» **WHAT IS REQUIRED**
Do these statements agree with the article on the Grand Rapids civil rights ordinance? (a) Grand Rapids has had an ordinance protecting civil rights since 1953. (b) Housing discrimination complaints will go to the city attorney's office. (c) The proposed ticket for calling 911 to enforce one's bigotry is $500. Answer yes or no for each, quoting the deciding words.

» **TEXT EXCERPT**
GRAND RAPIDS, Mich. (WOOD) — Grand Rapids city commissioners are set to decide a series of measures created to protect the rights of Grand Rapids residents, months after they were first proposed.
Presented in April, the proposal expanded who is protected and how.
Grand Rapids has had an ordinance protecting civil rights since 1953, but the policies had vague definitions and were difficult to enforce.
Revisions to the policy, written after a public hearing in April, also improved guidelines for how the city handles a complaint.
Some issues like housing and job discrimination will be referred to partner agencies, like the Fair Housing Center of West Michigan or the Michigan Department of Civil Rights. For complaints including sexual orientation discrimination, Grand Rapids’ Diversity & Inclusion office will work with the city attorney’s office to determinate the appropriate process.
The new ordinance would also include penalties for rights violators, including a $100 ticket for those who dial 911 to try to use police to enforce their own bigotry. That part of the ordinance change is in response to the so-called “Barbecue Beckys” of the world.
Barbecue Becky was the name given to a California woman who called police on a black family picnicking in a park. The call went viral after it was captured by a cellphone video camera.
“We’ve experienced it, but I wouldn’t say it’s every day,” said Grand Rapids Police Chief Eric Payne. “But the biggest part of it is, hopefully this ordinance will help educate people and let them know that we want them calling whenever there’s crime being committed.”
The change comes despite concerns it may deter people from contacting police when an actual crime is being committed.
“This is for somebody who is doing it strictly where they’re looking to discriminate against a group. So if it’s criminal activity, we’re still encouraging people to call and we hope they do,” said Payne.
City commissioners will vote on the measure later this month.

(Items listed in a dataset)

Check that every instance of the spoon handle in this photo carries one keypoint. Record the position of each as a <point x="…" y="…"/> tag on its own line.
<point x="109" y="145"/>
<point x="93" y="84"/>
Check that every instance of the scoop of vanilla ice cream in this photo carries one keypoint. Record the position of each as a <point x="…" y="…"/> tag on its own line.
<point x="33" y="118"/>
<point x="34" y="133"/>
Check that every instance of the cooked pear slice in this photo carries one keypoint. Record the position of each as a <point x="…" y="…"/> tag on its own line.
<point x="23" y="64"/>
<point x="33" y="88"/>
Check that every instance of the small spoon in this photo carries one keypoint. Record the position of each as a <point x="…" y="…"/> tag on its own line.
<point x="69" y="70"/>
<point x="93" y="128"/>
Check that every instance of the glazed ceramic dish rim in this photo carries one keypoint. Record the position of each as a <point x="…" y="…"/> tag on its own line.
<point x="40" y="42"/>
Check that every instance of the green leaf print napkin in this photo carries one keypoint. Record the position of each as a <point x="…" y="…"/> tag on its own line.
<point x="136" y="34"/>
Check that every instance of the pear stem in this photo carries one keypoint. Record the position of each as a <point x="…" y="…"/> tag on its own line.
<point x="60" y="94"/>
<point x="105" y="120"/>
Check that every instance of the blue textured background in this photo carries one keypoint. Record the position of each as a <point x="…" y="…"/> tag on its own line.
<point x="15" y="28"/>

» **TASK RESULT**
(a) Yes: "Grand Rapids has had an ordinance protecting civil rights since 1953"
(b) No: "Some issues like housing and job discrimination will be referred to partner agencies"
(c) No: "including a $100 ticket for those who dial 911 to try to use police to enforce their own bigotry"